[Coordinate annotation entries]
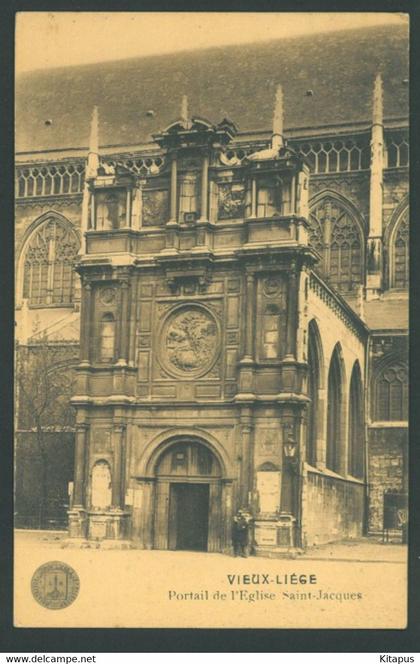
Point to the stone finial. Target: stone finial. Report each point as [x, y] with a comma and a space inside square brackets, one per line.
[378, 101]
[277, 138]
[93, 154]
[184, 109]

◆ **REQUIREMENTS**: Print every line of the records above word for word, and leave the pictures out.

◆ **RESPONSE TO THE TASK**:
Point to the stone finial. Target: stone finial. Report each point as [x, y] with a comma and a space inside square brackets, one per line.
[378, 101]
[277, 138]
[93, 154]
[184, 109]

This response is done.